● To do
Copy the lines below word for word.

● Supplied material

====

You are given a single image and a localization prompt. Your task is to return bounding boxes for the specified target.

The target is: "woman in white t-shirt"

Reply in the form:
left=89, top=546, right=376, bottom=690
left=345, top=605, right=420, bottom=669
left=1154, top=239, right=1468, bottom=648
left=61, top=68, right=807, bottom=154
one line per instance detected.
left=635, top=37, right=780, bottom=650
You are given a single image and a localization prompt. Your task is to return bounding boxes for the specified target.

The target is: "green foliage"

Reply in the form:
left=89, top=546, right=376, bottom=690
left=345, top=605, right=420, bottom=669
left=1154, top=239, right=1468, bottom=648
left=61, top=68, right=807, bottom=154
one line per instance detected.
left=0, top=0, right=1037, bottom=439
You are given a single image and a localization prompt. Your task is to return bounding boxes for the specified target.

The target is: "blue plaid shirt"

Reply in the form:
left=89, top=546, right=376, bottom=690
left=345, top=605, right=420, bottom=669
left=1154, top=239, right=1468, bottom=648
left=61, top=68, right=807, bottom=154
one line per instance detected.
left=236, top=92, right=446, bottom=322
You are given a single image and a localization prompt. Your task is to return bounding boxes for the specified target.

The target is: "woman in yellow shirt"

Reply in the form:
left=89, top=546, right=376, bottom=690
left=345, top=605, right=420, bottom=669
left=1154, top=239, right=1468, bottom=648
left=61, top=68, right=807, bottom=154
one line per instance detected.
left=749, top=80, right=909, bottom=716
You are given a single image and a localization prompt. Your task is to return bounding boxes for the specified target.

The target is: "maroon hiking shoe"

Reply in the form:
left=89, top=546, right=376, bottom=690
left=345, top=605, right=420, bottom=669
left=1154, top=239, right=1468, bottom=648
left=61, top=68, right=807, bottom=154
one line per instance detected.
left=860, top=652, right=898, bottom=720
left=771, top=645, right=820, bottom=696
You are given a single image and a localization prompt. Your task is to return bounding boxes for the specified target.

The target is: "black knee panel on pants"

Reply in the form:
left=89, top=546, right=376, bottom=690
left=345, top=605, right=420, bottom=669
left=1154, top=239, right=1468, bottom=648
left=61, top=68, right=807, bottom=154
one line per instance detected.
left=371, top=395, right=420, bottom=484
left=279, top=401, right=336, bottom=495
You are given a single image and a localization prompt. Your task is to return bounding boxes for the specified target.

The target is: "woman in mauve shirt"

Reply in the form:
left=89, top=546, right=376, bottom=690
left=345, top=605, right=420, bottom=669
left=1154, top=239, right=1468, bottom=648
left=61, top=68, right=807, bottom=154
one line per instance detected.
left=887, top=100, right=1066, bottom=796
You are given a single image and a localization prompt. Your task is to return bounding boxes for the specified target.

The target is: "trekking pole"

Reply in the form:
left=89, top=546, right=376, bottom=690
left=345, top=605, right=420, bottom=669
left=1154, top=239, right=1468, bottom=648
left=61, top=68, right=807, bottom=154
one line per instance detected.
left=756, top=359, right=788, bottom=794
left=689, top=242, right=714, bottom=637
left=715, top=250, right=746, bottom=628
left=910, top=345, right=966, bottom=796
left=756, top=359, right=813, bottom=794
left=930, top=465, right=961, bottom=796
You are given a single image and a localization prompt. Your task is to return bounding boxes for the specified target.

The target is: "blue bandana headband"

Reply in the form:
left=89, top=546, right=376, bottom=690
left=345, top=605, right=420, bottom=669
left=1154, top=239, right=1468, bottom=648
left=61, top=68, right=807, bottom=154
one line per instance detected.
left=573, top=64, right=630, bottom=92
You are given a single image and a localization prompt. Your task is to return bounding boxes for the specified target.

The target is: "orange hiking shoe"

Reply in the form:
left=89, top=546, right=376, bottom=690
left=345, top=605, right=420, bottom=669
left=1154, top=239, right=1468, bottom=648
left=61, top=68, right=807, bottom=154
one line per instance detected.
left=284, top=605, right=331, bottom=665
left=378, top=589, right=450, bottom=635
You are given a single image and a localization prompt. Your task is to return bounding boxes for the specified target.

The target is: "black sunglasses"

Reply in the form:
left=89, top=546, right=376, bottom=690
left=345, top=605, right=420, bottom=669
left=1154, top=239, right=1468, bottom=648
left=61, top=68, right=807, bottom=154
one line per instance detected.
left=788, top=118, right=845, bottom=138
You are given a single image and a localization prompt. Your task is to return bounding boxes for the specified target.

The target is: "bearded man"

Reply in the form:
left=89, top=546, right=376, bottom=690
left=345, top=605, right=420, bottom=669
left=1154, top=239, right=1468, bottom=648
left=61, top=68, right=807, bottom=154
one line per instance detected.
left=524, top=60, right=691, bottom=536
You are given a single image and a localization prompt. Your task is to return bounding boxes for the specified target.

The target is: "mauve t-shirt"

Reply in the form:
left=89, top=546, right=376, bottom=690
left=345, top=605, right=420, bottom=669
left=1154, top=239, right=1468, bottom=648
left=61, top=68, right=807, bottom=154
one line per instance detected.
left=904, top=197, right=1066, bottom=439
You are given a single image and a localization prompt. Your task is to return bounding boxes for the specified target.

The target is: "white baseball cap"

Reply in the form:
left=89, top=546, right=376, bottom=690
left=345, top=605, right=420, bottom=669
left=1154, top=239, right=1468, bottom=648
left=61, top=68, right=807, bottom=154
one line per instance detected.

====

● Output of the exercise
You are given a single image and a localization prompt. Your task is to return bounding boxes for the specified target.

The target is: "woman in white t-shirt"

Reply in the form:
left=89, top=546, right=376, bottom=690
left=345, top=605, right=420, bottom=669
left=1154, top=239, right=1468, bottom=648
left=61, top=68, right=807, bottom=154
one line per instance detected.
left=635, top=37, right=780, bottom=650
You are given a single image and a localization prompt. Your task is to return bounding boxes for the specified target.

The target is: "green foliage"

Reply in the form:
left=89, top=546, right=376, bottom=690
left=345, top=605, right=420, bottom=669
left=1154, top=239, right=1468, bottom=648
left=61, top=68, right=807, bottom=154
one line per instance detected.
left=0, top=0, right=1037, bottom=439
You are given a single image and a localization prompt. Your task is to return bounding boxes for the specified target.

The target is: "blue plaid shirt"

Reply in the form:
left=89, top=546, right=376, bottom=690
left=345, top=605, right=420, bottom=669
left=1154, top=239, right=1468, bottom=648
left=61, top=68, right=807, bottom=154
one line per instance detected.
left=236, top=92, right=446, bottom=322
You are given a single image and a localization prompt. Your task is to return bounding boxes for the specified target.

The target is: "woman in yellow shirt"

Reply in the form:
left=89, top=546, right=376, bottom=690
left=345, top=605, right=420, bottom=669
left=1154, top=239, right=1468, bottom=648
left=61, top=68, right=807, bottom=154
one line per instance detected.
left=749, top=80, right=909, bottom=716
You are given a single image and a localization prompt. Your task is to return bounding boxes for the specified target.

The target is: "maroon hiking shoe"

Reply in the form:
left=89, top=546, right=376, bottom=690
left=345, top=605, right=420, bottom=669
left=1154, top=239, right=1468, bottom=648
left=61, top=68, right=807, bottom=154
one line per instance detected.
left=860, top=652, right=898, bottom=720
left=771, top=645, right=820, bottom=696
You are given a single image and a localization prompt. Your task is to return bounding boxes for the specified target.

The target is: "black knee panel on pants"

Reply in the form:
left=89, top=546, right=376, bottom=690
left=345, top=605, right=420, bottom=669
left=1154, top=239, right=1468, bottom=648
left=61, top=68, right=807, bottom=154
one line per instance detected.
left=371, top=395, right=420, bottom=484
left=279, top=401, right=336, bottom=495
You are given a single image and a localization prompt. Your task is to return bounding boxes for the specified target.

The target is: "woman in mauve shirt"

Reply in the form:
left=89, top=546, right=376, bottom=690
left=345, top=605, right=420, bottom=669
left=1154, top=239, right=1468, bottom=648
left=61, top=68, right=807, bottom=154
one line per instance detected.
left=887, top=100, right=1066, bottom=796
You are given a single image and a localization prompt. Your task is to return bounding boxes for the specified target.

The target is: "trekking pole"

Reply in the form:
left=89, top=546, right=376, bottom=690
left=345, top=605, right=420, bottom=669
left=1154, top=239, right=1468, bottom=648
left=61, top=68, right=807, bottom=154
one line per instance detected.
left=756, top=359, right=788, bottom=794
left=689, top=242, right=714, bottom=637
left=715, top=250, right=746, bottom=628
left=910, top=345, right=966, bottom=796
left=756, top=359, right=813, bottom=794
left=930, top=465, right=961, bottom=796
You are given a single image and a localization prompt. Your task is to return bounding boxes for the specified target.

The target is: "blue bandana headband"

Reply in the form:
left=89, top=546, right=376, bottom=690
left=345, top=605, right=420, bottom=669
left=1154, top=239, right=1468, bottom=648
left=61, top=68, right=807, bottom=154
one line per instance detected.
left=573, top=64, right=630, bottom=92
You are given a single image and a localization prompt. Your task is to return bounding boxes for the specified target.

The target is: "orange hiking shoe"

Reply in the form:
left=89, top=546, right=376, bottom=690
left=345, top=605, right=420, bottom=669
left=1154, top=239, right=1468, bottom=648
left=61, top=68, right=807, bottom=154
one line per instance detected.
left=284, top=605, right=331, bottom=665
left=378, top=589, right=450, bottom=635
You are given a single image and a localization prompt. Your task is to return bounding boxes for the specified target.

The target is: "black sunglasses"

Reply in the form:
left=89, top=546, right=376, bottom=690
left=345, top=605, right=420, bottom=669
left=1154, top=239, right=1468, bottom=648
left=61, top=68, right=807, bottom=154
one line per instance detected.
left=788, top=118, right=845, bottom=138
You are given a single image and a localization prompt. Your task is to return bounding boxes for the specified target.

The target is: "bearded man"

Reply in the form:
left=89, top=546, right=376, bottom=690
left=345, top=605, right=420, bottom=669
left=1154, top=239, right=1468, bottom=648
left=61, top=68, right=807, bottom=154
one line per instance detected.
left=524, top=60, right=691, bottom=536
You are given a single image and a localization prompt. Your task is to return bounding boxes for the specified target.

The target is: "mauve t-shirt"

Reply in the form:
left=89, top=546, right=376, bottom=690
left=345, top=605, right=420, bottom=669
left=1154, top=239, right=1468, bottom=648
left=61, top=68, right=807, bottom=154
one line per instance detected.
left=904, top=197, right=1066, bottom=439
You are given a single image and a localization prompt. Your task is to return bounding boxes for the specified target.

The target is: "white baseball cap"

Reply in the form:
left=89, top=546, right=376, bottom=690
left=345, top=605, right=420, bottom=669
left=1154, top=239, right=1468, bottom=648
left=61, top=68, right=807, bottom=154
one line per instance detected.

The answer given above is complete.